What needs to be done. The records follow. Print, word for word, the first line through the "Expected: the pointer indicates a point on the wooden" line.

Data supplied.
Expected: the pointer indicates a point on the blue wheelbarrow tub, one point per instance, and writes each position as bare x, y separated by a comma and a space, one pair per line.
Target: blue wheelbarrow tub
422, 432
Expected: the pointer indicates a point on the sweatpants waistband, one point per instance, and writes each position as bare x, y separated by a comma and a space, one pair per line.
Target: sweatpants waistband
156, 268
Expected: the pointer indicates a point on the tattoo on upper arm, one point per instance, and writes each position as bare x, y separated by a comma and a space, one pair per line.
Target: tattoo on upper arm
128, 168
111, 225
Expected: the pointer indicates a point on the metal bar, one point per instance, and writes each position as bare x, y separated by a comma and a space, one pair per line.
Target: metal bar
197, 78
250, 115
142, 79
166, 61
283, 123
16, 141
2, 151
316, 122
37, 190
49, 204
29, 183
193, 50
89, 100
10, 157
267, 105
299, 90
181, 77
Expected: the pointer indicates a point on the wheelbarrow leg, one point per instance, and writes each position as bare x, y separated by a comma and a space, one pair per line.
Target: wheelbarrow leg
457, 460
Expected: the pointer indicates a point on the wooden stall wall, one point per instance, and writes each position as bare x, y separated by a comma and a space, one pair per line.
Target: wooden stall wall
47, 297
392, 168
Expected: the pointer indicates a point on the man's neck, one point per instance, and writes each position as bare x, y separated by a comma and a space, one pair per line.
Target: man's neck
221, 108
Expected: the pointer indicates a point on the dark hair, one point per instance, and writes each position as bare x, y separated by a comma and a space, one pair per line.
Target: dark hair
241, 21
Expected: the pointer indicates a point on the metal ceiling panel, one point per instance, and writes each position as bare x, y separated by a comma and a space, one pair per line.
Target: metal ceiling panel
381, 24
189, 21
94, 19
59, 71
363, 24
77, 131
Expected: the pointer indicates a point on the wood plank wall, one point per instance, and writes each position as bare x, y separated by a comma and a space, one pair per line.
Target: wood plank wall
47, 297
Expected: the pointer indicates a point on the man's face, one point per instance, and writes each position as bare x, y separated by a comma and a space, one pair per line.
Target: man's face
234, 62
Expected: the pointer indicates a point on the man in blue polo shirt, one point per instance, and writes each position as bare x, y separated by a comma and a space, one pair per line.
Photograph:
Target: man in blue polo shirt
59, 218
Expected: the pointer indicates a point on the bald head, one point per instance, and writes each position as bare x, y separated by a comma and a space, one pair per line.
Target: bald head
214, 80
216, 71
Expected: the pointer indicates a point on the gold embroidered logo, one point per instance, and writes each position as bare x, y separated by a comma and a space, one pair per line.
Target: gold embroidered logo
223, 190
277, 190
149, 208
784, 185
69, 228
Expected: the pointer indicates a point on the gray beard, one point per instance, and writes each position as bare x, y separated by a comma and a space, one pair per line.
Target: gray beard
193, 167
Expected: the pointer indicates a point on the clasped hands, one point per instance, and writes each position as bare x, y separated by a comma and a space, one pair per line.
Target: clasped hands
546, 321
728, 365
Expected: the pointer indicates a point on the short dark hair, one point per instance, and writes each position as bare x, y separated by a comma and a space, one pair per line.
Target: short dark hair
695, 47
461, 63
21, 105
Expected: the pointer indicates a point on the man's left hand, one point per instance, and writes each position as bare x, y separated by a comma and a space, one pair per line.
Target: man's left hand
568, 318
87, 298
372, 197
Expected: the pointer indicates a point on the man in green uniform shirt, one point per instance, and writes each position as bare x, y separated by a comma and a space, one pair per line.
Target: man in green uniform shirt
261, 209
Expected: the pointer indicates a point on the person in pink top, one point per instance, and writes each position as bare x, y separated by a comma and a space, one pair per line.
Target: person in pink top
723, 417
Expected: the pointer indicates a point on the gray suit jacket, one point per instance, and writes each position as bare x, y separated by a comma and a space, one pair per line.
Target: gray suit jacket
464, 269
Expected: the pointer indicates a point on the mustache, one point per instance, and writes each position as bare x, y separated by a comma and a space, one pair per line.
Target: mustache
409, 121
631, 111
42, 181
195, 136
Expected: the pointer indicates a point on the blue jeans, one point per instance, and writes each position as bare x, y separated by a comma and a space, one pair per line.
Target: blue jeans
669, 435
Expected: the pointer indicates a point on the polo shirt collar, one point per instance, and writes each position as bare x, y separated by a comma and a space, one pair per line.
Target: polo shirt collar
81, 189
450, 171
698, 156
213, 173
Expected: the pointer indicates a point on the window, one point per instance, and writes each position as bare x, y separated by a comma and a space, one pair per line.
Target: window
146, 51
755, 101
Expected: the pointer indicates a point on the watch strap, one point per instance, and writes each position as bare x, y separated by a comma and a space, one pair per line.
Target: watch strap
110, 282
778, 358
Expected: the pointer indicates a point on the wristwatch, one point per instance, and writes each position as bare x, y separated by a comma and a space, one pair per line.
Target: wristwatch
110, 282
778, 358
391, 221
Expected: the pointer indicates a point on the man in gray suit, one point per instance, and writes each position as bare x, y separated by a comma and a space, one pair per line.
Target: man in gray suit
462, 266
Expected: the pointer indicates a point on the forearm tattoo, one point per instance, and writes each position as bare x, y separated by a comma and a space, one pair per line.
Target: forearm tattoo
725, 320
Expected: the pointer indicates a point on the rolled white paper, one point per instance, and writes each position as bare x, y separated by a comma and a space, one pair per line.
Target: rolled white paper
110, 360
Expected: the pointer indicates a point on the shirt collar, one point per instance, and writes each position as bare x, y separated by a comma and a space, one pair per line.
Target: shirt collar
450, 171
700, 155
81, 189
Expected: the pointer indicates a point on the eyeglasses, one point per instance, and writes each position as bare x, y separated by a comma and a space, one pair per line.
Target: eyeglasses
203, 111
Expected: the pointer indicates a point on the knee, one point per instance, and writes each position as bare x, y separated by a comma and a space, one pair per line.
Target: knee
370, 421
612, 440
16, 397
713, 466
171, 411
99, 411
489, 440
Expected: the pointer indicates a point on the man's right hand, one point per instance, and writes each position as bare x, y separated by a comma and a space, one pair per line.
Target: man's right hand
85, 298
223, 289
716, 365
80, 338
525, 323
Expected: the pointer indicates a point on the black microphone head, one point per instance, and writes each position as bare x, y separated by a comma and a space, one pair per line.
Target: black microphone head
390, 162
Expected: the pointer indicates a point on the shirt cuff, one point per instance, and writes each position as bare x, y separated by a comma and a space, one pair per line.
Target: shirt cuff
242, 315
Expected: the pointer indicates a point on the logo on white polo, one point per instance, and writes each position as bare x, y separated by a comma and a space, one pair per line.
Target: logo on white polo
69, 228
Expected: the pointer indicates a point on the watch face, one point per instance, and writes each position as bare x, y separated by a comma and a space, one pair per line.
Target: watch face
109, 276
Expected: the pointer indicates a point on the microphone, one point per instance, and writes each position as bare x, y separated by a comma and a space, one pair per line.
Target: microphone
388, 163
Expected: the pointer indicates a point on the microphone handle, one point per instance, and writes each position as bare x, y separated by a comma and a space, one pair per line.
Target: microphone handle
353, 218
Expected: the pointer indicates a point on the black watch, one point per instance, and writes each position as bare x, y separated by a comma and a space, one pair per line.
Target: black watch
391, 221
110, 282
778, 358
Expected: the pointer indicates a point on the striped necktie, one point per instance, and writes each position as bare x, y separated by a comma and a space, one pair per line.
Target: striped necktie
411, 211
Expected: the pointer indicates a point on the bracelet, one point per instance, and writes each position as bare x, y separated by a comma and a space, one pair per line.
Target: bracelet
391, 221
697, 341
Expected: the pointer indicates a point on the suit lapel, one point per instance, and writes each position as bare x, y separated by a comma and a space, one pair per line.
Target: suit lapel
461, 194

Finished exercise.
Expected: the pointer indicates a point on the blue wheelbarrow tub, one point per instance, and writes each position as bare x, y separated by a comma and a space, one pair per line.
Target: blue wheelbarrow tub
422, 432
Expected: the pointer indicates a point on the sweatpants waistband, one point per instance, and writes each position as bare x, y separated by a comma and a space, one pair per line.
Target: sweatpants waistband
156, 268
Expected: the pointer indicates a point on the tattoo on upper arm, one point per instance, and writes each position as bare x, y separated by a comma and a space, one pair per line.
Target: tattoo on upper arm
128, 168
111, 225
Expected: the pointer indicates a point on the metal bar, one point per instance, and writes each position as bare x, y separated by a comma and a space, one pair per line.
Target: metal bar
197, 78
250, 115
142, 79
166, 61
283, 123
16, 141
2, 151
316, 122
37, 190
49, 204
29, 183
193, 50
89, 100
10, 157
267, 105
299, 90
181, 77
Expected: the pointer indicates a point on the wheelbarrow leg, one point per instance, and writes each position as bare x, y separated by a comma and a space, one pair per line.
Target: wheelbarrow leg
457, 460
Expected: the pointer indicates a point on the wooden stall wall, one point per instance, and writes each position as bare x, y separated by a comma and a space, one pair per line.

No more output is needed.